● Selected excerpt:

■ ■ ■ ■ ■ ■ ■

The appeal was scheduled to be heard on 24 December 2018. On 11 January 2019, the journalists' appeal was rejected.

On 1 February 2019, the journalists filed another appeal with the Supreme Court of Myanmar. The Supreme Court heard the case on 25 March 2019. On 23 April, the appeal was again rejected.

=== Human rights appeals ===
The case has been taken up by Amnesty International, by PEN America, and by Reporters Without Borders, who have appealed on behalf of Wa Lone and Kyaw Soe Oo.
The arrest of the two reporters is believed by Amnesty International to be "an attempt by the authorities to silence investigations into military violations and crimes against Rohingya in Rakhine State, and to scare other journalists away from doing the same".

=== Release from prison ===
On 7 May 2019, the journalists were both released from prison upon receiving a pardon from President Win Myint. At the time of their release, the two had been in custody for over 500 days. Ara Darzi and Amal Clooney were involved in securing their release.

== Awards ==
Wa Lone has won a number of international awards, including the following:
- 2016, honorable mention for Excellence in Reporting Breaking News, jointly to Mratt Kyaw Thu, Zarni Phyo, Wa Lone, Guy Dinmore, Yola Verbruggen, SOPA 2016 Awards for Editorial Excellence, The Society of Publishers in Asia (SOPA)
- 2017, honorable mention for Excellence in Reporting Breaking News, jointly to Simon Lewis, Wa Lone, Yimou Lee, Antoni Slodkowski and Michelle Nichols, SOPA 2017 Awards for Editorial Excellence, The Society of Publishers in Asia (SOPA)
- 2018, SOPA Award for Public Service Journalism, jointly to Antoni Slodkowski, Wa Lone, Simon Lewis, Krishna N. Das, Andrew R.C. Marshall, Shoon Naing, Weiyi Cai and Simon Scarr, SOPA 2018 Awards for Editorial Excellence, The Society of Publishers in Asia (SOPA)
- 2018, included in Time magazine's Persons of the Year, which recognized several persecuted journalists as "guardians" in a "war on truth".

The following 2018 awards were received jointly with Kyaw Soe Oo:
- 2018, Foreign Affairs Journalism category and Global Investigation of the Year at the British Journalism Awards.
- 26 November 2018, Journalists of the Year at Foreign Press Association Media Awards, London
- 2018, PEN/Barbey Freedom to Write award, PEN America & Edwin Barbey Charitable Trust
- 2018, Osborn Elliot Prize for excellence in journalism, Asia Society
- 2018, International Journalists of the Year, One World Media Awards
- 2018, James Foley Medill Medal for Courage in Journalism, Northwestern University
- 2018, Don Bolles Medal, Investigative Reporters and Editors (IRE)

■ ■ ■ ■ ■ ■ ■

● Records:
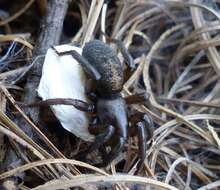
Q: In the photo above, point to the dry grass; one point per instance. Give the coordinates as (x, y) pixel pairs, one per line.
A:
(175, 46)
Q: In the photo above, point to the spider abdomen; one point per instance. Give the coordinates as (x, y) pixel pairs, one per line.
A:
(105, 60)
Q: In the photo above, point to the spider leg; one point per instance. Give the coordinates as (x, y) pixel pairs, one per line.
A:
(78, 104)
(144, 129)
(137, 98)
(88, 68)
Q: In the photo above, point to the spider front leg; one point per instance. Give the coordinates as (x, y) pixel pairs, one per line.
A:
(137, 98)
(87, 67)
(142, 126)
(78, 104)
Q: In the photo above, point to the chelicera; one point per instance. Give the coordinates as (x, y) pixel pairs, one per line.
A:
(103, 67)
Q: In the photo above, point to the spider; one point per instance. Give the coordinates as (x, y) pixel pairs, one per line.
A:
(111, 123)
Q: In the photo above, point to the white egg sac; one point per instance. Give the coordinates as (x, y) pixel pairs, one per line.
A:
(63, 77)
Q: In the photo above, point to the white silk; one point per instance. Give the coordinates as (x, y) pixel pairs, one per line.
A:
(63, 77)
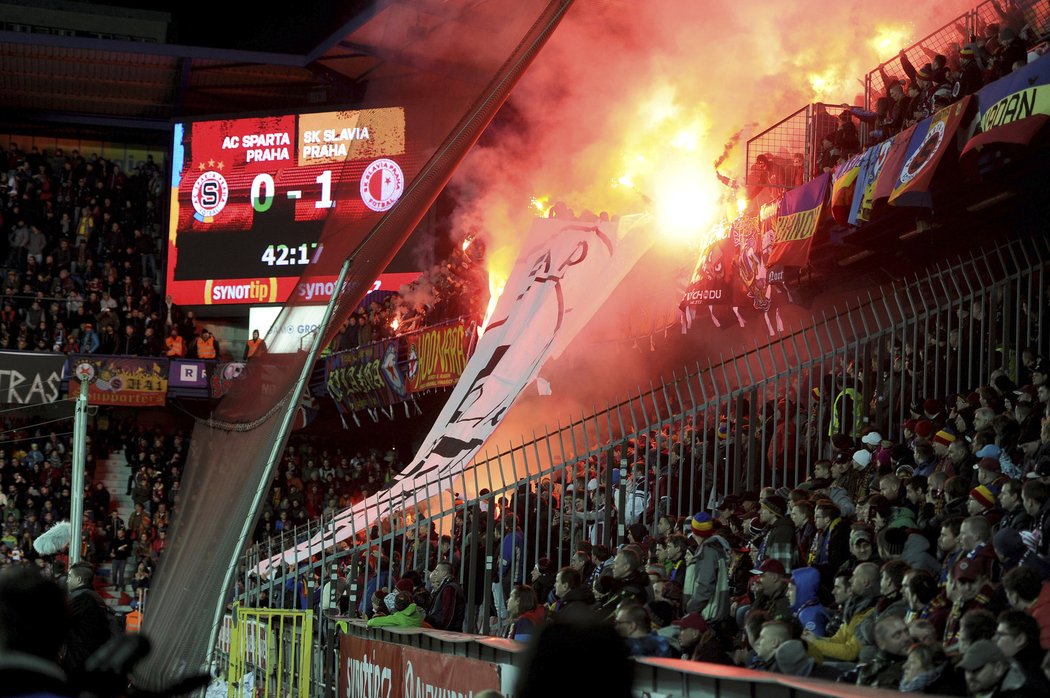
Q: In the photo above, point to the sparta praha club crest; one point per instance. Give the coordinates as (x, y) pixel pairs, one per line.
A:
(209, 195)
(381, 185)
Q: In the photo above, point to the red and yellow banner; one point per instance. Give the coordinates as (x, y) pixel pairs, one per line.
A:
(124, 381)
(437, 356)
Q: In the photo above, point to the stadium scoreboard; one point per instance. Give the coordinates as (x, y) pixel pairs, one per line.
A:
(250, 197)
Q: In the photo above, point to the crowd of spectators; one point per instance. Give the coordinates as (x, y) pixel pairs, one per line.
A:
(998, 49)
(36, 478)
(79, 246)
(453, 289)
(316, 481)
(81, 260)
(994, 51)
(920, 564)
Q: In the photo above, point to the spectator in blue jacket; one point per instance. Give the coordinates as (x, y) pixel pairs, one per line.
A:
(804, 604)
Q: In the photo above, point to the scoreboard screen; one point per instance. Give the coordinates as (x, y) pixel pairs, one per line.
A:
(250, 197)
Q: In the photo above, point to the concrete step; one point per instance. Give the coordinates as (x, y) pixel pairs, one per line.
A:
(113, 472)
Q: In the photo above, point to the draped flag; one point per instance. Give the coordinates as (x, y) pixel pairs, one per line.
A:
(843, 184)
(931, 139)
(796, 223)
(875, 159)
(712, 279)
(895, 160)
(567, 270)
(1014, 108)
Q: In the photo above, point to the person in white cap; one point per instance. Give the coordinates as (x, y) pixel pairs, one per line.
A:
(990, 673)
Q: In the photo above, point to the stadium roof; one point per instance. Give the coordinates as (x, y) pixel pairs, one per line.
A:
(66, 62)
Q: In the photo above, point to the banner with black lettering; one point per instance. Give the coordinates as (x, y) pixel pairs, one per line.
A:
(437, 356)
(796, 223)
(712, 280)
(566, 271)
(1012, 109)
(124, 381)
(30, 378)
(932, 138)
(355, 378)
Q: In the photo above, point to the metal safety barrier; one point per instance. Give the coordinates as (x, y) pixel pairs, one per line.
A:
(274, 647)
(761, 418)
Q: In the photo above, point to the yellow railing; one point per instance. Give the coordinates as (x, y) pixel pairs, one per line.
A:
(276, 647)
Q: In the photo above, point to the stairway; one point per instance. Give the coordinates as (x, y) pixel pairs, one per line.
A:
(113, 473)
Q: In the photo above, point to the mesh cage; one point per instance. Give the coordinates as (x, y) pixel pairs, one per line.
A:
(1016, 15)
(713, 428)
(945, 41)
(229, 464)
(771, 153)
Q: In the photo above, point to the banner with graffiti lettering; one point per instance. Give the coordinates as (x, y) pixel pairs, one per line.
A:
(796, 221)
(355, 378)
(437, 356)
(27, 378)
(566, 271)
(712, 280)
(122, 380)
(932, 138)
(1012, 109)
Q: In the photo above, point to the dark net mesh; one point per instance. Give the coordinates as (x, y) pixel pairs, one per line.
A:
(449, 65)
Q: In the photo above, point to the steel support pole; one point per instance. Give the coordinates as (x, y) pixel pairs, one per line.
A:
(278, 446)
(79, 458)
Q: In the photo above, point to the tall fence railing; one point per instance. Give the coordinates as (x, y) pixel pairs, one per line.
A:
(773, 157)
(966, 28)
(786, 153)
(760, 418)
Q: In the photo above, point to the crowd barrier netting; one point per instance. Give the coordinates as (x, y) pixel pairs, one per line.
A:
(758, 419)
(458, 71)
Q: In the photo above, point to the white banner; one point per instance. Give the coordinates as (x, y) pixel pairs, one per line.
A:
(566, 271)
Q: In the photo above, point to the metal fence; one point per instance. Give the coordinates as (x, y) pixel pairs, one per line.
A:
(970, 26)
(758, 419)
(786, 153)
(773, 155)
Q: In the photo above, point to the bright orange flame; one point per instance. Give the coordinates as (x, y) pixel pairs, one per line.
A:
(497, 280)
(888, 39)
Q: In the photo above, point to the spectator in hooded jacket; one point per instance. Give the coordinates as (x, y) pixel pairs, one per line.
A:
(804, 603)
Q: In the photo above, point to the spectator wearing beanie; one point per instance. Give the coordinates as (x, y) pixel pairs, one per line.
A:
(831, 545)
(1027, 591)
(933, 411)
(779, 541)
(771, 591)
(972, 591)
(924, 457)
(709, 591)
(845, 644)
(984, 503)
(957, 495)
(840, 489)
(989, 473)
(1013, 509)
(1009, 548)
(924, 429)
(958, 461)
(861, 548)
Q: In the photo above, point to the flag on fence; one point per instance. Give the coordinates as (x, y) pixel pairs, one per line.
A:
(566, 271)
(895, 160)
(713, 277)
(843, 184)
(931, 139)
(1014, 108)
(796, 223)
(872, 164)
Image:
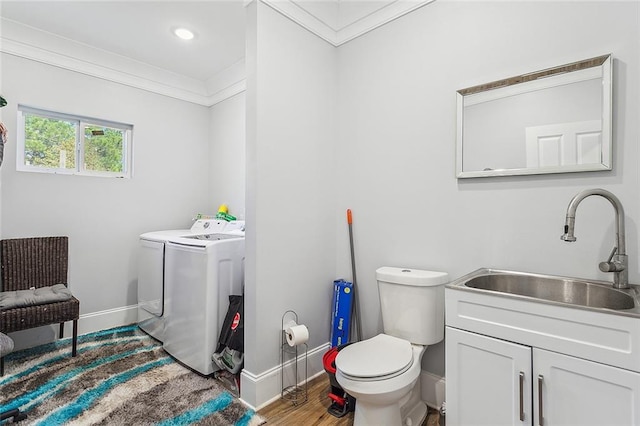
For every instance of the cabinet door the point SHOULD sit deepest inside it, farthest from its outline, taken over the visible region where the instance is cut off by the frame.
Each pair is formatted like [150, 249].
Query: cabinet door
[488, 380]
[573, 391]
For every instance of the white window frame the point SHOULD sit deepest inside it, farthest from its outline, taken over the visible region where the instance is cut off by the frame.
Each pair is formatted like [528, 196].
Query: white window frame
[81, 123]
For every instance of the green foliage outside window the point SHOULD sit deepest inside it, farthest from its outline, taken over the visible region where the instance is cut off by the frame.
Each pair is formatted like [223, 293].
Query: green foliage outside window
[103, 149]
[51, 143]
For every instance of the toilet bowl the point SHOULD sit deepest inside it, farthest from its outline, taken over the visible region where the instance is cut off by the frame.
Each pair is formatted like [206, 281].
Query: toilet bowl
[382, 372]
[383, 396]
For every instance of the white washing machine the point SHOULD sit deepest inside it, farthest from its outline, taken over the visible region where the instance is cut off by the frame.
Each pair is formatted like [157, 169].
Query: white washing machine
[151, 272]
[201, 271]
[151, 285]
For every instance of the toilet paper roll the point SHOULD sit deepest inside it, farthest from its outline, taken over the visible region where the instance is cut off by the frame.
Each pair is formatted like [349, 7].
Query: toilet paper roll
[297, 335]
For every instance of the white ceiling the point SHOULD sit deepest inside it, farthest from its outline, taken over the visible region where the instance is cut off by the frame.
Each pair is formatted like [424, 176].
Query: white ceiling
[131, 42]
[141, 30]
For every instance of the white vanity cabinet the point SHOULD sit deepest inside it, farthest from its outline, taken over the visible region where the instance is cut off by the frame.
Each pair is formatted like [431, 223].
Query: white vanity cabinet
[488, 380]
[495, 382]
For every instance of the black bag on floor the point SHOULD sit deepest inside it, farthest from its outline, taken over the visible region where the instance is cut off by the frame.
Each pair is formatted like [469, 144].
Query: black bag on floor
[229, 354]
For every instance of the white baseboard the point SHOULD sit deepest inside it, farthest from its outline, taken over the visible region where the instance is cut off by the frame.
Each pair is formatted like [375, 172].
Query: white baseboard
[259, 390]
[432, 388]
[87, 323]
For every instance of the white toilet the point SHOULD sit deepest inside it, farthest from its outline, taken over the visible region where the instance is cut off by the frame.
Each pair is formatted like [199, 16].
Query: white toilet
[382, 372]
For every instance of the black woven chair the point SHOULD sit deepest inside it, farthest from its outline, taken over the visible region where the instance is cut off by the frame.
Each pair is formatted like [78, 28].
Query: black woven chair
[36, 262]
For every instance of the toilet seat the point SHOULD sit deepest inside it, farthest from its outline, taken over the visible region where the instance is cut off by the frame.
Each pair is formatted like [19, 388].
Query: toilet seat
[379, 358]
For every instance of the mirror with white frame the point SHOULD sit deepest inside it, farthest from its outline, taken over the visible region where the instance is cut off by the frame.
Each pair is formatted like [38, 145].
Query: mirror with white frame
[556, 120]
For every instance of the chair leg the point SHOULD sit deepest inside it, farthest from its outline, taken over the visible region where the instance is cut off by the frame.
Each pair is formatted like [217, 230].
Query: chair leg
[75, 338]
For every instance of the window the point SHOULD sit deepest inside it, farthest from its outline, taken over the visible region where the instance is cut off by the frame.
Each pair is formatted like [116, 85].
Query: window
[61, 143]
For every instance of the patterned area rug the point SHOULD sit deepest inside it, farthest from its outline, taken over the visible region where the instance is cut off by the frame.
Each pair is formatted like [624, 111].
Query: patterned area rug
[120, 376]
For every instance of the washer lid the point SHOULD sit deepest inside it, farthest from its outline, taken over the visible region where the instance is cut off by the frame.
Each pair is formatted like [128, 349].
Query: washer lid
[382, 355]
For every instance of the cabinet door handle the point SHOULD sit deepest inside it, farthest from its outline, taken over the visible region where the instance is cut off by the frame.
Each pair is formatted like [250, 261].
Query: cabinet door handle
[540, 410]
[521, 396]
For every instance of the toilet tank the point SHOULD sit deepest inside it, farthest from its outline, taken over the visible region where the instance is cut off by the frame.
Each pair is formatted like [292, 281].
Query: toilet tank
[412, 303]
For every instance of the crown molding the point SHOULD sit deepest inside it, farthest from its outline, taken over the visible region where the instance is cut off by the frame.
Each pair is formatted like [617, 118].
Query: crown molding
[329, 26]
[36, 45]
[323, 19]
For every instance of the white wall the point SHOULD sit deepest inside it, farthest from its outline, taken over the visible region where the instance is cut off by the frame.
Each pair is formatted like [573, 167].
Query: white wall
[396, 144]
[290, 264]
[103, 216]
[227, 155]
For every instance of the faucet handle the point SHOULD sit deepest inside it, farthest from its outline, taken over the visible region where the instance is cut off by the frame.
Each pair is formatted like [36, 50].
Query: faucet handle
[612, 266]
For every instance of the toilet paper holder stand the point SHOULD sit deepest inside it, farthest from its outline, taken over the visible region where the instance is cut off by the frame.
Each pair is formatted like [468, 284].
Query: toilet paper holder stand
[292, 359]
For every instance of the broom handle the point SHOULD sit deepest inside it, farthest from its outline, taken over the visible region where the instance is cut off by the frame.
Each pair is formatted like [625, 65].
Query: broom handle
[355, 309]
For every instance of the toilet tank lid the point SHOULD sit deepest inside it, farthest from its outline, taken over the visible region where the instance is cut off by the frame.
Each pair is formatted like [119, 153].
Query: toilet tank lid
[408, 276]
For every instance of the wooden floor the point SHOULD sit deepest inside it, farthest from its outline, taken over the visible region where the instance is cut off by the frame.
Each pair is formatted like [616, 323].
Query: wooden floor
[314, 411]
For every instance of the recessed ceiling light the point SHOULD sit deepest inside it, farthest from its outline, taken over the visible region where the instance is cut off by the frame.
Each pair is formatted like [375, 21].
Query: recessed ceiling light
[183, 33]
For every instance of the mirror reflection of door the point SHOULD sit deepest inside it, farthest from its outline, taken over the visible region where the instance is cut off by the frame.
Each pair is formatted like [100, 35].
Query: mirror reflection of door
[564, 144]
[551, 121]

■ ■ ■ ■ ■ ■ ■

● Required action A: Using the excerpt on Wa Lone and Kyaw Soe Oo, explain in one to three sentences why the two journalists were released from prison on 7 May 2019.
● Required action B: According to the excerpt on Wa Lone and Kyaw Soe Oo, how long had the two journalists been in custody when they were released?
● Required action C: In the excerpt on Wa Lone and Kyaw Soe Oo, rewrite the part starting at "The following 2018" and ending at "British Journalism Awards.", substituting "British Journalism Prizes" for "British Journalism Awards".
The records are separate material and are not part of the excerpt on Wa Lone and Kyaw Soe Oo.

● Solution A: They were released because they received a pardon from President Win Myint.

● Solution B: Over 500 days.

● Solution C:
The following 2018 awards were received jointly with Kyaw Soe Oo:
- 2018, Foreign Affairs Journalism category and Global Investigation of the Year at the British Journalism Prizes.